WHAT IS REQUIRED:
Present the lines of the records below as a numbered list, omitting any blank lines.

(Excerpts from a point-labeling dataset)
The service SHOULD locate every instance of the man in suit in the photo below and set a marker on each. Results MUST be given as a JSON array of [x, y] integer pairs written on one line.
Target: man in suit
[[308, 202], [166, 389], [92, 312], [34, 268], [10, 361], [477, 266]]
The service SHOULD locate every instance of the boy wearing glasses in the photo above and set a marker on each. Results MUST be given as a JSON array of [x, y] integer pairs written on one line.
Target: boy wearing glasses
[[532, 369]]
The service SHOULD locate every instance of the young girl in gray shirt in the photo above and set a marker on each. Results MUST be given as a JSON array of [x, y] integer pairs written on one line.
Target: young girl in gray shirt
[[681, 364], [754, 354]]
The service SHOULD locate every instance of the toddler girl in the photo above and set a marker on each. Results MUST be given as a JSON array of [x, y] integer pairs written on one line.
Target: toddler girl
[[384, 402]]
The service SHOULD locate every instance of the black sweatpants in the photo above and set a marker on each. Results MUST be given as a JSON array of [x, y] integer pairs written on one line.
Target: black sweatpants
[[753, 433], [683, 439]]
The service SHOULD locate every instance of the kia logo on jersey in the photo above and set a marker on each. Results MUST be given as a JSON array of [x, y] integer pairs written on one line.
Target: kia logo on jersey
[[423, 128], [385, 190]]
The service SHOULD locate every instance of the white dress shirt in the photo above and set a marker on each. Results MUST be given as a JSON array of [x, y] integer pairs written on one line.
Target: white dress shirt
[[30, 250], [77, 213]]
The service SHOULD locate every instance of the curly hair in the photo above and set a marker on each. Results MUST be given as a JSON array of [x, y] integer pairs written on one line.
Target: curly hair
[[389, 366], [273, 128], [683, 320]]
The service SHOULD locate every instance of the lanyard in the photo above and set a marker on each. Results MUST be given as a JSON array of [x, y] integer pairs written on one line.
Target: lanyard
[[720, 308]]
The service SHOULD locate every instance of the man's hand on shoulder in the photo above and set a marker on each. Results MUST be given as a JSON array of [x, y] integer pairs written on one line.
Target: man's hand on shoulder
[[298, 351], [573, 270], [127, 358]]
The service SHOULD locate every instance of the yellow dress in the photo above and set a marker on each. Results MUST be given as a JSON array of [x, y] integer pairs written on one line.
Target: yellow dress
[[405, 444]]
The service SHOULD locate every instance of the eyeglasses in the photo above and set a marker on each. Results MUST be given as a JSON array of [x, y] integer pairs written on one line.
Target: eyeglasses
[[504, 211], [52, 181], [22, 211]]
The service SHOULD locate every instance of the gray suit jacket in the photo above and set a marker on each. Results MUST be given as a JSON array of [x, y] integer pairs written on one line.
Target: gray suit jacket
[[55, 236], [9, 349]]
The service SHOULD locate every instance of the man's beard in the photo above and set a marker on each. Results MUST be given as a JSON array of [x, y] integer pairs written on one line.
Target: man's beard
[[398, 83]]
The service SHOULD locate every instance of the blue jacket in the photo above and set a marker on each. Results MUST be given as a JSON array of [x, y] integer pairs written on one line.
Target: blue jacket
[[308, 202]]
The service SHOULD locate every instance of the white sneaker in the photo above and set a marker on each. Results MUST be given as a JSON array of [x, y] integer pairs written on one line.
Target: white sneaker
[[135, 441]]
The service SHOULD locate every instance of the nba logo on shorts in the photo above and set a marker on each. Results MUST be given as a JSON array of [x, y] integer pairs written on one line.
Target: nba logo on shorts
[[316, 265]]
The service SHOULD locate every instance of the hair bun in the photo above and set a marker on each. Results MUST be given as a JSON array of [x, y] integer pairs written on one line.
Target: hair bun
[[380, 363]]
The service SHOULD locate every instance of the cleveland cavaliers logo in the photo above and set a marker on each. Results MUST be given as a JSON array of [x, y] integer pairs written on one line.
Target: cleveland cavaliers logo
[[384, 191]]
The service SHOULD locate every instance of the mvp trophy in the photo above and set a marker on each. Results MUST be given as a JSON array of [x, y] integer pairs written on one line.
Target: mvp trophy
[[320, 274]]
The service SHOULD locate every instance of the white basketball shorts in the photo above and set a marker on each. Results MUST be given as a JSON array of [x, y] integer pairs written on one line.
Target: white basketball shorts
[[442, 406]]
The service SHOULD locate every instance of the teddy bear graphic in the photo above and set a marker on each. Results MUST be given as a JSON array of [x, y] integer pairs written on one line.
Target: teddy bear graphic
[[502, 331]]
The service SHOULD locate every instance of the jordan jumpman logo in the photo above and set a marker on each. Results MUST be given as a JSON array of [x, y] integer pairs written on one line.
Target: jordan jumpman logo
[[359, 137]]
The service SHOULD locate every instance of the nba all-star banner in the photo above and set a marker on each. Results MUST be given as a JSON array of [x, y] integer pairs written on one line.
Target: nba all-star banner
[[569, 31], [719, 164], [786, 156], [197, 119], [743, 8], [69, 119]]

FULL ANSWER:
1. The service SHOULD locate every instance of the man in suit in the photo below and set a marker on each. Results MUST be given as a JSON array of [x, y] integer pairs written on one line.
2. Target: man in suit
3. [[308, 202], [166, 389], [92, 312], [34, 268], [10, 361], [477, 266]]
4. The service SHOULD locate every instance of the boy wearing glasses in the photo above and set a marker on each. Results MUST be given as a JSON array of [x, y] integer pairs written on one line.
5. Target: boy wearing glasses
6. [[532, 369]]
7. The service SHOULD locate every instance of the young girl in gray shirt in the photo above and set a marker on each. Results MUST be given as a JSON array of [x, y] integer pairs written on one line.
8. Target: young girl in gray shirt
9. [[681, 364], [754, 354]]
10. The service SHOULD locate every instance of the toddler girl in the photo above and set a marker on each. Results MUST be given as a JSON array of [x, y] integer pairs written on one line.
11. Target: toddler girl
12. [[384, 402]]
13. The service SHOULD locate every instance of the black sweatpants in the photo above and set a marker on each. Results MUST be given as a JSON array of [x, y] integer pairs written on one line.
14. Target: black sweatpants
15. [[753, 433], [683, 439]]
16. The service SHOULD locate every instance of the kia logo on jersey in the photo above and set a marker on each. Results MUST be given as a JSON array of [x, y] integer pairs written on one line.
17. Target: kia logo on jersey
18. [[423, 128], [385, 190]]
19. The service SHOULD locate every instance of the white dress shirt in the photo above and set a marker on each. Results MUST be given as a JSON array of [x, y] integer pairs written on one line.
20. Target: white dress shirt
21. [[30, 250], [77, 213]]
22. The service SHOULD locate every instance of the curly hair in the photo above and set a marker on each. Results MUST be given as a JSON array of [x, y] integer pairs written on one line.
23. Target: curly hair
24. [[389, 366], [273, 128], [683, 320]]
25. The service SHOULD locate every instance of the lanyard in the photo above and set a marker on each. Results MUST be given as a JSON array of [x, y] integer pairs written on one line.
26. Target: lanyard
27. [[720, 308]]
28. The service SHOULD locate every instance of the man's hand on shoulder in the photo above and set a marker on each. Results MUST be given as a JSON array of [x, y] integer pairs written on one line.
29. Target: man's hand on shoulder
30. [[298, 351], [573, 270], [127, 358]]
31. The service SHOULD locate every instance of the yellow dress in the photo above and set a marker on each. Results MUST be given as a JSON array of [x, y] integer pairs written on one line.
32. Target: yellow dress
33. [[405, 444]]
34. The service SHOULD locate every instance of the eyeglasses in the photo above and set a marker on each. Results MUST be given as a JSON array of [x, y] integer pairs written on one line.
35. Target: eyeglasses
36. [[504, 211], [52, 181], [22, 211]]
37. The service SHOULD locate every instance of the gray suit jacket in the photo above and set a marker on each. Results MUST be given as a JSON array of [x, y] integer pairs written on one line.
38. Target: gray suit jacket
39. [[55, 236], [9, 349]]
40. The service SHOULD locate every instance of the man's beard in the photo above and set a marker on each. Results MUST be given as a JSON array of [x, y] integer pairs written on one line.
41. Target: man's beard
42. [[398, 83]]
43. The service SHOULD locate every instance of the blue jacket in the photo above and set a marker on each. Results MUST be given as a JSON array of [x, y] integer pairs written on one line.
44. Target: blue jacket
45. [[308, 202]]
46. The service SHOULD locate every instance of the white sneaker in the photo above and set a marker on each. Results MUST be given as a JSON array of [x, y] integer pairs written on one line.
47. Target: white sneaker
48. [[135, 441]]
49. The service SHOULD locate every instance of the nba logo on shorts in the photo above and set a marker on each. Results MUST be given as a JSON array of [x, y] integer pairs written on one line.
50. Target: nba logo on shorts
51. [[316, 265]]
52. The service SHOULD locate every instance of the hair bun in the photo above and set a marker on each. Results MUST be given as a JSON array of [x, y] integer pairs written on one line.
53. Target: hair bun
54. [[380, 363]]
55. The service SHOULD locate every instance of the cleveland cavaliers logo in the photo above and set a marker on each. Results MUST be given as a JSON array of [x, y] integer pairs written on one line.
56. Target: cleveland cavaliers logo
57. [[384, 191]]
58. The service SHOULD locate every instance of the mvp trophy in the photo above and set a marker on each. Results MUST be given as a JSON array of [x, y] integer pairs written on one line.
59. Target: mvp trophy
60. [[320, 274]]
61. The service SHOULD locate every instance of the white basketball shorts in the photo above and set a marker on each. Results MUST be given as a JSON array of [x, y] integer pairs written on one line.
62. Target: white basketball shorts
63. [[442, 406]]
64. The service SHOULD locate every instance of the teddy bear graphic in the photo above and set a marker on each. Results MUST be given as a JSON array of [x, y] integer pairs written on one line.
65. Target: teddy bear graphic
66. [[502, 331]]
67. The service SHOULD locate every instance of the jordan jumpman logo in the photo above and set a marker on each. Results MUST be given as a JSON array of [x, y] integer pairs written on one line.
68. Target: jordan jumpman logo
69. [[359, 137]]
70. The service SHOULD locate every instance of the nba all-star banner in the photo above and set a marker on each. Results MUST be given as a JSON array of [x, y] integer pairs written on one line.
71. Target: nba all-star banner
72. [[569, 31], [719, 164], [786, 156], [197, 119], [743, 8], [69, 119]]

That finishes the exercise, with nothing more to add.